┏━━

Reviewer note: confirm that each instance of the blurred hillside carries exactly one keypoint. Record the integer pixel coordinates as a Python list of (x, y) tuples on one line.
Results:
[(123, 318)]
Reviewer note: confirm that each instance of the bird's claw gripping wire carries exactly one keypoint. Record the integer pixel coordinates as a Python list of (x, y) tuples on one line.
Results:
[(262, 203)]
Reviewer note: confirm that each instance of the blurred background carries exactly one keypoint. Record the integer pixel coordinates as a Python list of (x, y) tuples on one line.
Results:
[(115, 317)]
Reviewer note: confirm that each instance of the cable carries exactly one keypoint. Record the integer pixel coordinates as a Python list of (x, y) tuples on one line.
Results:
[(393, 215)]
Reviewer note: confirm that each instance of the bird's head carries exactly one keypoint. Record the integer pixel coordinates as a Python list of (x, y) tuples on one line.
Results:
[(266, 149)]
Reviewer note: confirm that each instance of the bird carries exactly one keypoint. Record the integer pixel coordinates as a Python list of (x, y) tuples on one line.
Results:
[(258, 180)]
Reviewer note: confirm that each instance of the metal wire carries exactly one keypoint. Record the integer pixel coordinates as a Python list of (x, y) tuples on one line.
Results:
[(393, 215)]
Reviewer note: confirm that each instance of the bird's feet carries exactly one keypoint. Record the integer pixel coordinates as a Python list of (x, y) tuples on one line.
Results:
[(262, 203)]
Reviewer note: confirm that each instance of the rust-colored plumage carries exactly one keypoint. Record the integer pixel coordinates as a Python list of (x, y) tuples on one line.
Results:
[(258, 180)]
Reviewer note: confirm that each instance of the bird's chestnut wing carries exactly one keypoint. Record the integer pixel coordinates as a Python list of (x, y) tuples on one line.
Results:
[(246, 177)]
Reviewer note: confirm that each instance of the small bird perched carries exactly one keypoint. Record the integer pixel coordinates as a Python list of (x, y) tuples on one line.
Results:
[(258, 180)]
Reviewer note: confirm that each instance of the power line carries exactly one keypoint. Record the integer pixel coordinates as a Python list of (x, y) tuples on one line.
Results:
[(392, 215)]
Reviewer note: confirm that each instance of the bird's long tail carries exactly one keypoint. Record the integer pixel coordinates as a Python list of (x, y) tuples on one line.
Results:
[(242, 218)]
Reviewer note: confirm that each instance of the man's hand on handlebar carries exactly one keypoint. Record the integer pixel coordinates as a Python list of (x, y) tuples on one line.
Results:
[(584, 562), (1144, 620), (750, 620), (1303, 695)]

┗━━

### What is asked
Extract all of the lines above verbatim, from the first reviewer note through the last coordinate list, keeping their original order.

### Reply to the exercise
Reviewer note: confirm that each instance of the blurred hillside carries exactly one keypoint. Record the integer pixel coordinates as a Python list of (x, y) tuples on one line.
Results:
[(123, 318)]
Reviewer note: confirm that each instance of the bird's claw gripping wire carries exactly one keypoint. Record the integer pixel coordinates as a Python list of (x, y) tuples on one line.
Results:
[(262, 203)]
Reviewer note: confirm that each instance of the blurred background carries exactly one keypoint. Record the integer pixel coordinates as a Python list of (x, y) tuples on one line.
Results:
[(115, 317)]
Reviewer note: confirm that each instance of the cable carries exactly one keypoint. Record the integer pixel coordinates as a Python list of (x, y) tuples on one line.
Results:
[(393, 215)]
Reviewer note: confirm that each instance of the bird's head carries exactly one keypoint. Record the integer pixel coordinates as a Python list of (x, y) tuples on one line.
Results:
[(266, 149)]
Reviewer note: confirm that each instance of the bird carries exactly one keypoint. Record the integer pixel coordinates as a Python list of (x, y) tuples on one line.
Results:
[(258, 180)]
Reviewer note: confirm that each instance of the metal wire carries exactly one keypoint. Record the integer pixel coordinates as a Python list of (x, y) tuples on one line.
Results:
[(393, 215)]
Reviewer note: confirm that each instance of the bird's feet carries exactly one keypoint. Record the integer pixel coordinates as a Python list of (x, y) tuples on one line.
Results:
[(262, 203)]
Reviewer note: confirm that each instance of the rust-colored plumage carries exactly one keypoint. Record the integer pixel coordinates as a Python list of (x, y) tuples on one line.
Results:
[(258, 180)]
Reviewer note: confirm that each instance of the bird's chestnut wing carries exactly one keypoint. Record the integer pixel coordinates as a Python list of (x, y) tuples on one line.
Results:
[(246, 177)]
Reviewer note: confirm that each instance of the small bird perched carries exactly one keypoint. Record the integer pixel coordinates as a Python list of (x, y) tuples on one line.
Results:
[(258, 180)]
Reviewer note: confirm that each instance of the power line carries exactly one keypoint. Record the integer pixel coordinates as a Python list of (x, y) tuples on one line.
Results:
[(392, 215)]
Reviewer note: confirm that each instance of the bird's long tail carries exactly one keypoint. Record the integer pixel coordinates as a Python list of (x, y) tuples on one line.
Results:
[(242, 218)]
Reviewer note: confirm that each instance of the man's hand on handlebar carries exactly one keypoint. Record the integer pixel coordinates as a Python list of (x, y) tuples on one line.
Results:
[(584, 562), (1144, 620), (750, 620), (1303, 695)]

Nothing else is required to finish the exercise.